--- ENTRIES SUPPLIED ---

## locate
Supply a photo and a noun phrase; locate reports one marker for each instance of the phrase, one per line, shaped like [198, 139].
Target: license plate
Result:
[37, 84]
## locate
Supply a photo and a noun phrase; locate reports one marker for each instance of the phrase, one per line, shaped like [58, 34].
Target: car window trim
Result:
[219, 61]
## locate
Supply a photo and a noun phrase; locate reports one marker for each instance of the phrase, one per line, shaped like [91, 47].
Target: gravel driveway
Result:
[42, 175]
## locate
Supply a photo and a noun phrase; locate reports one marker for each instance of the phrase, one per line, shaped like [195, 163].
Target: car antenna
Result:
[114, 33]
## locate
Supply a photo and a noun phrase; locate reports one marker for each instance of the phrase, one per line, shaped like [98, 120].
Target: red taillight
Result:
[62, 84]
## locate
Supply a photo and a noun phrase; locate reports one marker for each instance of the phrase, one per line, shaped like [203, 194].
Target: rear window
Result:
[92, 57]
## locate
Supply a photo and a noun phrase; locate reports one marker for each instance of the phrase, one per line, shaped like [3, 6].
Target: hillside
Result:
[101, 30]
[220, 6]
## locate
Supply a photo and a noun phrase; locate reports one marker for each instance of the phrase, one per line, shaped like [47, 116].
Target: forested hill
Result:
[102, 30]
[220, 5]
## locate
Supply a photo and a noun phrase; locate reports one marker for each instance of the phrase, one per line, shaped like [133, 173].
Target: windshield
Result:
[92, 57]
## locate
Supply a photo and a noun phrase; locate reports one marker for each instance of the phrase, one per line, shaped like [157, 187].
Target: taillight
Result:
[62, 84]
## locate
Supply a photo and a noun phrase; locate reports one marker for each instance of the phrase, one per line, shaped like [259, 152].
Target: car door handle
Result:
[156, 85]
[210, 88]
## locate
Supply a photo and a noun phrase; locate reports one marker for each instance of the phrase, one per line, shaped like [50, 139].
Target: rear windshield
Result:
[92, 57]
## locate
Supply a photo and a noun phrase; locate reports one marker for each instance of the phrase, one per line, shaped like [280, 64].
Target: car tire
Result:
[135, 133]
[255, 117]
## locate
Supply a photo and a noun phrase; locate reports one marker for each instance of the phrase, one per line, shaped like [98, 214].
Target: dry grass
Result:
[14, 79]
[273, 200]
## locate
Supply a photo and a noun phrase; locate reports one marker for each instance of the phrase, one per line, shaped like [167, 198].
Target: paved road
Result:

---

TASK TO CARRY OUT:
The records above must be output exactly, in full.

SOLUTION FOR THIS TASK:
## locate
Supply a photo and a noun phrase; locate reports one marker for each instance of the phrase, one per line, shaped like [198, 139].
Target: license plate
Result:
[37, 84]
## locate
Supply a photo and a noun phrase; locate reports one marker for each instance of the phrase, one per line, shaped like [58, 34].
Target: car window trim
Result:
[219, 61]
## locate
Supply a photo and a noun phrase; locate reports one marker for each instance of the phrase, one per line, shaped like [91, 47].
Target: gravel driveway
Result:
[42, 175]
## locate
Supply a photo and a noun phrase; locate reports one marker for each instance of the phrase, one per line, shaped like [195, 163].
Target: car antenna
Result:
[114, 33]
## locate
Supply a photo and a noun phrase; locate reports one marker for each instance of the phrase, one per line, shaped like [98, 120].
Target: red taillight
Result:
[62, 84]
## locate
Supply a photo and a noun phrase; locate reports one marker for each instance of the phrase, one per line, shaped like [203, 194].
Target: rear window
Result:
[92, 57]
## locate
Supply a photo and a noun phrase; locate reports one marker for each instance of the phrase, one per line, shaped like [3, 6].
Target: hillside
Result:
[101, 30]
[220, 6]
## locate
Supply a photo and a noun phrase; locate reports one marker for each instance of the phrase, one per line, shaped like [47, 116].
Target: forested hill
Result:
[102, 30]
[220, 5]
## locate
Supply a photo and a noun phrase; locate reports one marker for each instance of the phrase, one per line, shaped like [133, 173].
Target: windshield
Result:
[92, 57]
## locate
Supply a photo and a noun phrase; locate reports one marker for each instance of the phrase, one per line, shaped like [157, 187].
Target: taillight
Result:
[62, 84]
## locate
Supply a photo and a noun phrase; locate reports one marker for each instance of the phrase, one per line, shaped like [259, 152].
Target: car door handle
Result:
[156, 85]
[210, 88]
## locate
Supply a photo and a noun phrase; locate reports one marker for each instance of the phrase, one per line, shaped like [50, 139].
Target: rear windshield
Result:
[92, 57]
## locate
Supply a photo and a noun phrase; locate reports one marker for each instance of the phrase, one per line, shaped like [280, 64].
Target: car tire
Result:
[135, 133]
[255, 117]
## locate
Supply a photo and a noun phrase; locate reports one marker for each instance of the phrase, one per line, shaped like [98, 214].
Target: dry grass
Result:
[14, 79]
[273, 200]
## locate
Supply a photo and a noun phrase; locate reports one marker for each instance of the phrase, one per line, shaped like [167, 198].
Target: paved road
Result:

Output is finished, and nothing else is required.